— Source extract —

▬▬▬▬▬▬▬▬▬▬

Re: Dilemma - Very Frequent Synonym updates for Huge Index

Posted by Ravi Kiran <ra...@gmail.com>.
Hello Mr. Høydahl,
                          I thought of doing it exactly as you have said,
Shall try out and see where I land. However Iam still skeptical about that
approach from the performance point of view as we are a round the clock news
organization and huge reindexing might affect the speed of searches moreover
in the news business "being first" is more important hence we need those
synonyms to take affect right away and thats where we are in a quandry

   With regards to the OpenNLP implementation, our design is plain vanilla
outside of SOLR. We generate the XML on the fly with extracted entities from
OpenNLP and then index it straight into SOLR. However, we do some sanity
checks for locations prior to indexing using wordnet so that false positives
are avoided in location names.

Thanks,

Ravi Kiran Bhaskar

On Thu, Jul 1, 2010 at 5:40 AM, Jan Høydahl / Cominvent <
jan.asf@cominvent.com> wrote:

> Hi,
>
> I think I would look at a hybrid approach, where you keep adding new
> synonyms to a query-side qynonym dictionary for immediate effect. And then
> every now and then or every Nth night you move those synonyms over to the
> index-side dictionary and trigger a full reindex.
>
> A nice side effect of reindexing now and then could be that if your OpenNLP
> extraction dictionaries have changed, it will be reflected too.
>
> BTW: Could you share details of your OpenNLP integration with us? I'm about
> to do it on another project..
>
> --
> Jan Høydahl, search solution architect
> Cominvent AS - www.cominvent.com
> Training in Europe - www.solrtraining.com
>
> On 1. juli 2010, at 06.57, Ravi Kiran wrote:
>
> > Hello,
> >        Hoping some solr guru can help me out here. We are a news
> > organization trying to migrate 10 million documents from FAST to solr.
> The
> > plan is to have our Editorial team add/modify synonyms multiple times
> during
> > a day as they deem appropriate. Hence we plan on using query time
> synonyms
> > as we cannot reindex every time they modify the synonyms file(for the
> > entities extracted by OpenNLP like locations/organizations/person names
> from
> > article body) . Since the synonyms are for names Iam concerned that the
> > multi-phrase issue crops up with the query-time synonyms. for example
> > synonyms could be as follows
> >
> > The Washington Post Co., The Washington Post, Washington Post, The Post,
> > TWP, WAPO
> > DHS,D.H.S,D.H.S.,Department of Homeland Security,Homeland Security
> > USCIS, United States Citizenship and Immigration Services, U.S.C.I.S.
> >
> > Barack Obama,Barack H. Obama,Barack Hussein Obama,President Obama
> > Hillary Clinton,Hillary R. Clinton,Hillary Rodham Clinton,Secretary
> > Clinton,Sen. Clinton
> > William J. Clinton,William Jefferson Clinton,President Clinton,President
> > Bill Clinton
> >
> > Virginia, Va., VA
> > D.C,Washington D.C, District of Columbia
> >
> > I have the following fieldType in schema.xml for the
> keywords/entites...What
> > issues should I be aware off ? And is there a better way to achieve it
> > without having to reindex a million docs on each synonym change. NOTE
> that I
> > use tokenizerFactory="solr.KeywordTokenizerFactory" for the
> > SynonymFilterFactory to keep the words intact without splitting
> >
> >    <!--  Field Type Keywords/Entities Extracted from OpenNLP -->
> >    <fieldType name="keywordText" class="solr.TextField"

▬▬▬▬▬▬▬▬▬▬

— Given exercise 1 —
According to the forum thread, how many documents is the news organization trying to migrate from FAST to solr?
— Given exercise 2 —
Reproduce the passage of the forum thread that starts at the words "Posted by Ravi" and ends after the words "in location names.".

Coordinate annotation entries
▬▬▬▬▬▬▬▬▬▬

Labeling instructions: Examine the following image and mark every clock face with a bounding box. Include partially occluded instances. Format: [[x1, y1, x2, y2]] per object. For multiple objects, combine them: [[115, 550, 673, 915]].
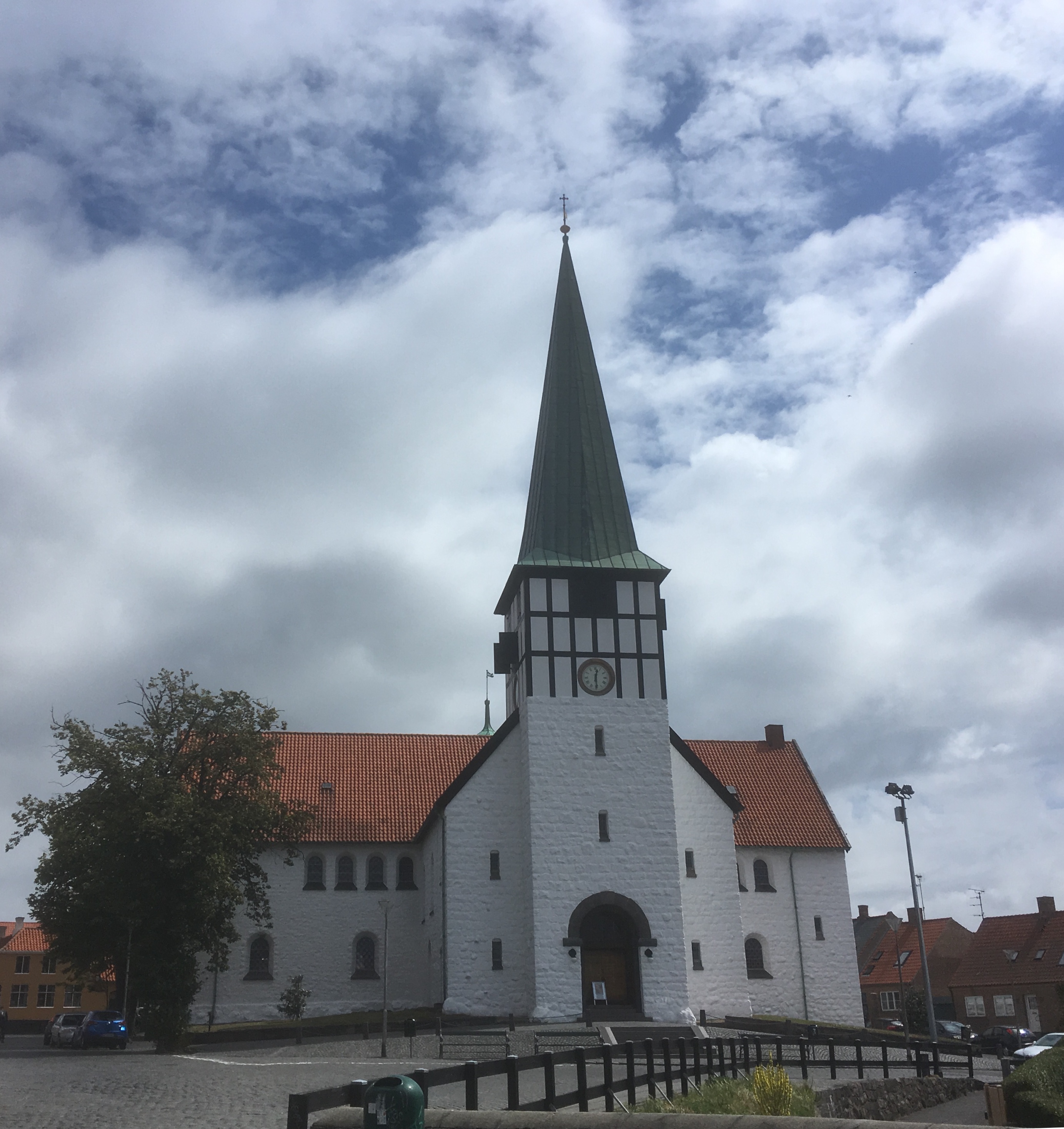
[[576, 658, 617, 695]]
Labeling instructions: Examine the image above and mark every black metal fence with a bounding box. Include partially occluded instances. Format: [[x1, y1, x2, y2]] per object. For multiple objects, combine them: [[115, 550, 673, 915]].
[[288, 1037, 975, 1129]]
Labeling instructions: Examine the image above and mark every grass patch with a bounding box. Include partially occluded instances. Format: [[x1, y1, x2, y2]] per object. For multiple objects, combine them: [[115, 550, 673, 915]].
[[632, 1078, 817, 1118]]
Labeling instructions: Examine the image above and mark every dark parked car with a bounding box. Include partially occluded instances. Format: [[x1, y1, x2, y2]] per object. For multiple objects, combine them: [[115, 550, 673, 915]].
[[979, 1027, 1035, 1051], [70, 1012, 129, 1051]]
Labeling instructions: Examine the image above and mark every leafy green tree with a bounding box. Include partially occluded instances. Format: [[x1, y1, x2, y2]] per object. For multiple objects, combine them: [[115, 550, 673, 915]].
[[7, 669, 313, 1051], [278, 974, 310, 1043]]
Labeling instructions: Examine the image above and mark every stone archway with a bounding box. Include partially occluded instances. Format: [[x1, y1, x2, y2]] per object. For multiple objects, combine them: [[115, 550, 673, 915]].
[[566, 891, 658, 1014]]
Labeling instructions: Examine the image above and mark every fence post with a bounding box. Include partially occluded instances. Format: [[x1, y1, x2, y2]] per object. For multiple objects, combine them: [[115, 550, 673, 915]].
[[466, 1059, 478, 1110], [506, 1054, 521, 1110], [543, 1051, 558, 1112], [288, 1094, 310, 1129], [575, 1047, 588, 1113]]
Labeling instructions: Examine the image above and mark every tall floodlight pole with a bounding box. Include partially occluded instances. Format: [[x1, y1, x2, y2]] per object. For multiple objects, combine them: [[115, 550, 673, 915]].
[[378, 899, 391, 1058], [884, 784, 939, 1043]]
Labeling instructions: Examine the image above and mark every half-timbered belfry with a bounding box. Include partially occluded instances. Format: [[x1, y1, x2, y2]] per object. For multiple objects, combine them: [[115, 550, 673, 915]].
[[195, 227, 861, 1023]]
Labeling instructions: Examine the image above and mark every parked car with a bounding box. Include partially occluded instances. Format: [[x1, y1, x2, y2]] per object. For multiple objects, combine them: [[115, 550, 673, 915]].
[[52, 1012, 85, 1047], [934, 1019, 972, 1043], [70, 1012, 128, 1051], [1012, 1031, 1064, 1066], [979, 1027, 1035, 1051], [44, 1012, 63, 1047]]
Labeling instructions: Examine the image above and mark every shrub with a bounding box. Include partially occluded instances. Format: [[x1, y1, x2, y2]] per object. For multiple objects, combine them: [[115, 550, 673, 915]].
[[1002, 1046, 1064, 1126]]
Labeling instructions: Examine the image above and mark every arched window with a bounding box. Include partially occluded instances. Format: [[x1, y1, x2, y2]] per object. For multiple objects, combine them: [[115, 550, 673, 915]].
[[366, 855, 388, 890], [744, 937, 772, 980], [754, 858, 776, 894], [303, 855, 325, 890], [351, 935, 379, 980], [336, 855, 354, 890], [244, 937, 273, 980], [395, 855, 418, 890]]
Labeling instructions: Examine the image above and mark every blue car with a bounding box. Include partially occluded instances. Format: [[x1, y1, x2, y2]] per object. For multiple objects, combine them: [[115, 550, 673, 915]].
[[70, 1012, 129, 1051]]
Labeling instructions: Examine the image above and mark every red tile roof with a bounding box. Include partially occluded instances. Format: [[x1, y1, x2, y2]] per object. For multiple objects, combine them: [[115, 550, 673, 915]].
[[687, 740, 849, 850], [278, 732, 486, 842], [0, 921, 48, 953], [861, 918, 952, 988], [950, 910, 1064, 988]]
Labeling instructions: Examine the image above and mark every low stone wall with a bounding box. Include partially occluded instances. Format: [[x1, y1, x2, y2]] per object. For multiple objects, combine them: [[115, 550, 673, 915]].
[[817, 1078, 983, 1121]]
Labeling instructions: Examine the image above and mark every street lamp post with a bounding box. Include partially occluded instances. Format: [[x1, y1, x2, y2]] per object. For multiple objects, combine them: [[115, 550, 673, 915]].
[[884, 784, 939, 1043], [378, 899, 391, 1058]]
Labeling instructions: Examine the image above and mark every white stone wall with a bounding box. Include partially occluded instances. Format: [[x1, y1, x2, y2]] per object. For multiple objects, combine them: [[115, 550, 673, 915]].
[[443, 725, 535, 1016], [193, 843, 439, 1023], [736, 847, 863, 1026], [673, 749, 750, 1018], [521, 695, 687, 1019]]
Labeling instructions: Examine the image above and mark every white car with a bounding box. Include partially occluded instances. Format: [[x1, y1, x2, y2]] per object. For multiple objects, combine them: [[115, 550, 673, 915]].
[[1012, 1031, 1064, 1064]]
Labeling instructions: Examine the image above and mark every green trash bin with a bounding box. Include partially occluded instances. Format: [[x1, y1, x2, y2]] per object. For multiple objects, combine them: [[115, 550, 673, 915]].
[[362, 1074, 425, 1129]]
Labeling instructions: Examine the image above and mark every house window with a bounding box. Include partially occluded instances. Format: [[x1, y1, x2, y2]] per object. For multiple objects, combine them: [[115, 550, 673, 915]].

▬▬▬▬▬▬▬▬▬▬

— Written solution 1 —
10 million documents.

— Written solution 2 —
Posted by Ravi Kiran <ra...@gmail.com>.
Hello Mr. Høydahl,
                          I thought of doing it exactly as you have said,
Shall try out and see where I land. However Iam still skeptical about that
approach from the performance point of view as we are a round the clock news
organization and huge reindexing might affect the speed of searches moreover
in the news business "being first" is more important hence we need those
synonyms to take affect right away and thats where we are in a quandry

   With regards to the OpenNLP implementation, our design is plain vanilla
outside of SOLR. We generate the XML on the fly with extracted entities from
OpenNLP and then index it straight into SOLR. However, we do some sanity
checks for locations prior to indexing using wordnet so that false positives
are avoided in location names.